╭─ DATASET EXCERPTS

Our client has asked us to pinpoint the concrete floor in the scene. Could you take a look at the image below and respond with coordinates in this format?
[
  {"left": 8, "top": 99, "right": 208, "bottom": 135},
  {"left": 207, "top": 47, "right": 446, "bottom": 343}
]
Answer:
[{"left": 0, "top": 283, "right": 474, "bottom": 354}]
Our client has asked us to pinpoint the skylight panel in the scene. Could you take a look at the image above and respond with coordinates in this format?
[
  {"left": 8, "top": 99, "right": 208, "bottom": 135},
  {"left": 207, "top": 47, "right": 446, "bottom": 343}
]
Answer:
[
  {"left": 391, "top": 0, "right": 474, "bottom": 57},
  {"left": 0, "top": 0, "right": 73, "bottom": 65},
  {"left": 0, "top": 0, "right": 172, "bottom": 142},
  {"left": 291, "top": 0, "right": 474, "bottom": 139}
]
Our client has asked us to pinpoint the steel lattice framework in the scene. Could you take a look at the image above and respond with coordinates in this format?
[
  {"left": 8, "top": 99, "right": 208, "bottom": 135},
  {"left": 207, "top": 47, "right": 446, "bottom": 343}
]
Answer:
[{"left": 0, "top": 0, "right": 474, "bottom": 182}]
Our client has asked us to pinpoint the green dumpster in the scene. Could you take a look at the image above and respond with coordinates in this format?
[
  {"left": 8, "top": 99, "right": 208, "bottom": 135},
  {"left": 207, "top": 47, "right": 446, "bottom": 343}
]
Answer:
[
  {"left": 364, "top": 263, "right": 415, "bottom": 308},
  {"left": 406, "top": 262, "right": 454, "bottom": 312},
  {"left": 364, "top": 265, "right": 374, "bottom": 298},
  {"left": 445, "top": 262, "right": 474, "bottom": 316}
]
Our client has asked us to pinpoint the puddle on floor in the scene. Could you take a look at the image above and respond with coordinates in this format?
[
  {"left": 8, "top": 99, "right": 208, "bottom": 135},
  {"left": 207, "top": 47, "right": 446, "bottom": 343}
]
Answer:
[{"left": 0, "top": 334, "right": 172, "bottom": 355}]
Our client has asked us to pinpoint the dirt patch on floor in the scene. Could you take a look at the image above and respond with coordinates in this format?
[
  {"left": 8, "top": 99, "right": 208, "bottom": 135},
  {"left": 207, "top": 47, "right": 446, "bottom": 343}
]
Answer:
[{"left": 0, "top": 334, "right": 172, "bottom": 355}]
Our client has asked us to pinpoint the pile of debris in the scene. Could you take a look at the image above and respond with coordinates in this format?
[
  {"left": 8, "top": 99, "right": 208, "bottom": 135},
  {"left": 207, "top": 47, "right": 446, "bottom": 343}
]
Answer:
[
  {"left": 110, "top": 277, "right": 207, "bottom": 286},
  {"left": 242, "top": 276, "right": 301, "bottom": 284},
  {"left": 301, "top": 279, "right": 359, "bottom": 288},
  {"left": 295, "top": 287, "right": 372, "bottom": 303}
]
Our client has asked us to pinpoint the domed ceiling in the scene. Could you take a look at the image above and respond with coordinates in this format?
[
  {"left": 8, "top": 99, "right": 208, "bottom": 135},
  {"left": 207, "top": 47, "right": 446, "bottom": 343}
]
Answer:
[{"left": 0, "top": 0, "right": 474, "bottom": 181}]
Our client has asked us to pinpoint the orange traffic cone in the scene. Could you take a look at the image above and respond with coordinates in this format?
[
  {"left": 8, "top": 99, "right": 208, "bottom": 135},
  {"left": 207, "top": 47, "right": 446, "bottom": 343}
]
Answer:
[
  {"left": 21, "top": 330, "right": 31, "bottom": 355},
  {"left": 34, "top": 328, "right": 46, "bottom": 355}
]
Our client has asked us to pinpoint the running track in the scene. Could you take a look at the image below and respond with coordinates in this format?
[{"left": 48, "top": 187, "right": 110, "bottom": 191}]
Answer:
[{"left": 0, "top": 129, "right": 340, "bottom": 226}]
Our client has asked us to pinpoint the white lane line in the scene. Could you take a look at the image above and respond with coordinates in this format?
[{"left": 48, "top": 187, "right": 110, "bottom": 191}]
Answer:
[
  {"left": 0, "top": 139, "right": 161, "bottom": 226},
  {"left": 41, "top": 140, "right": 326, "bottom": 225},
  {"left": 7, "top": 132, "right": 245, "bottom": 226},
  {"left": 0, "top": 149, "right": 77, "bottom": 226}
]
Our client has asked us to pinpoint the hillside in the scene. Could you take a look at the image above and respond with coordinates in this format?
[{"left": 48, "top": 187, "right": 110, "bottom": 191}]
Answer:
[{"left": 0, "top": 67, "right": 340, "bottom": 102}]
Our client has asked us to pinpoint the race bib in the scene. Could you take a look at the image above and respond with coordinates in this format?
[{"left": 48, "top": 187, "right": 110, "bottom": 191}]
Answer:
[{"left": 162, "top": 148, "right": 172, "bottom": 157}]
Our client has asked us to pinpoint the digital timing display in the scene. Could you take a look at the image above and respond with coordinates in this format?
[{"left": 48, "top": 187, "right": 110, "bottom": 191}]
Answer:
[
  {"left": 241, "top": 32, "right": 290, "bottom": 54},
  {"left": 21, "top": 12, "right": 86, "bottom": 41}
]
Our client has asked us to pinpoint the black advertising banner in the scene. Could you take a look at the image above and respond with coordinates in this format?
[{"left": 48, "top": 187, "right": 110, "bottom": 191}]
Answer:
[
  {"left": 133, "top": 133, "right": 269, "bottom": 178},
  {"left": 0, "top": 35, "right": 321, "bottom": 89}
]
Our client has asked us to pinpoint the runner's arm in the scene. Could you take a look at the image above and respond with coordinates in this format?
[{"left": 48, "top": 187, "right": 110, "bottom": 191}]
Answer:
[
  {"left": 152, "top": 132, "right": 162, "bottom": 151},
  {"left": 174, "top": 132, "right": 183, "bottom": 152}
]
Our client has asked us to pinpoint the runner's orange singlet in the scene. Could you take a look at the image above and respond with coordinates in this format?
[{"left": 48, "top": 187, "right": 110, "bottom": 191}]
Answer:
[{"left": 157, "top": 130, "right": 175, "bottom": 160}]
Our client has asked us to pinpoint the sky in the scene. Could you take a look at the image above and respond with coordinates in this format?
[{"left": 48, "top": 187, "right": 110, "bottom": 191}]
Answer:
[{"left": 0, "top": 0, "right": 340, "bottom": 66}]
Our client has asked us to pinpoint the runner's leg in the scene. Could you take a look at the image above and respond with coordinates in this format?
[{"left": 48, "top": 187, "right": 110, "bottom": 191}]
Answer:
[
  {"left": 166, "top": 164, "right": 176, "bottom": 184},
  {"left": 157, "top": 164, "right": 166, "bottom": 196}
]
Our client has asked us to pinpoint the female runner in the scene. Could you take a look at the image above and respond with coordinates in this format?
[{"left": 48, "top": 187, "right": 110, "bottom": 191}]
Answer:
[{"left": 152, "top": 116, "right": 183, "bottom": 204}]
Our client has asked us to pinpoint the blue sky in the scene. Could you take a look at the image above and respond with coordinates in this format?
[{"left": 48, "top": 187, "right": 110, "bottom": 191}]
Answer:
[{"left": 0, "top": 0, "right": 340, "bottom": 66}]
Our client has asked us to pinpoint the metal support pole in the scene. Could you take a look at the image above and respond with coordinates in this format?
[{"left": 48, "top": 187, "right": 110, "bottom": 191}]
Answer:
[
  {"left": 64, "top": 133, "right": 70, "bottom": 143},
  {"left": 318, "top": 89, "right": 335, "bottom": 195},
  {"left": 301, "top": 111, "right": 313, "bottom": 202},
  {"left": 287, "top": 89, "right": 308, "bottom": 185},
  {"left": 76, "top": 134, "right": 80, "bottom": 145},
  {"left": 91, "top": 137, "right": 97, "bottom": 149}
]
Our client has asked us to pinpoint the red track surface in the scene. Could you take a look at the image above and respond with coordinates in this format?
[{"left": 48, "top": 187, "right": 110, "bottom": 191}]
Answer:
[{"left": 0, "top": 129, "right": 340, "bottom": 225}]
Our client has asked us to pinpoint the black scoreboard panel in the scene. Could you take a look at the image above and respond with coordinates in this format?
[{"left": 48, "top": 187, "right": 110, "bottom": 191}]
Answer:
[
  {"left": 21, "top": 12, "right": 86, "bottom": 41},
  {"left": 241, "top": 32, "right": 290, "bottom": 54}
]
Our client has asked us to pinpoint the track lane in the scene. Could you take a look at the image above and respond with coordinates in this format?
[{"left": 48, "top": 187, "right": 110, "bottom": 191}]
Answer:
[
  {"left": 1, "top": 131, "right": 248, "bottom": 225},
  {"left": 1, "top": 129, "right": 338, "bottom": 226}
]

╰─

STATED EXERCISE: Copy word for word the part of the material that starts at the line containing "Our client has asked us to pinpoint the metal" and continues through the end of the material.

TASK RESULT:
Our client has asked us to pinpoint the metal support pole in the scene. Could you take a look at the image above and respond with coordinates in this format?
[{"left": 48, "top": 187, "right": 110, "bottom": 191}]
Answer:
[
  {"left": 64, "top": 133, "right": 70, "bottom": 143},
  {"left": 318, "top": 89, "right": 335, "bottom": 195},
  {"left": 301, "top": 111, "right": 313, "bottom": 202},
  {"left": 287, "top": 89, "right": 308, "bottom": 185},
  {"left": 76, "top": 134, "right": 80, "bottom": 145},
  {"left": 91, "top": 137, "right": 97, "bottom": 149}
]
Our client has asked us to pinpoint the red track surface in the scene. Could you take a look at the image above and respond with coordinates in this format?
[{"left": 48, "top": 187, "right": 110, "bottom": 191}]
Answer:
[{"left": 0, "top": 129, "right": 340, "bottom": 225}]
Our client has asked us to pinpoint the black scoreboard panel in the scene. Could you take a look at the image above and respond with coordinates in this format?
[{"left": 48, "top": 187, "right": 110, "bottom": 191}]
Answer:
[
  {"left": 21, "top": 12, "right": 86, "bottom": 41},
  {"left": 241, "top": 32, "right": 290, "bottom": 54}
]
Our client has asked us to pinpoint the track lane in the scene. Could you take a look at the image above and respond with coordinates in this format?
[{"left": 48, "top": 187, "right": 110, "bottom": 191}]
Answer:
[
  {"left": 1, "top": 131, "right": 248, "bottom": 225},
  {"left": 1, "top": 129, "right": 338, "bottom": 226}
]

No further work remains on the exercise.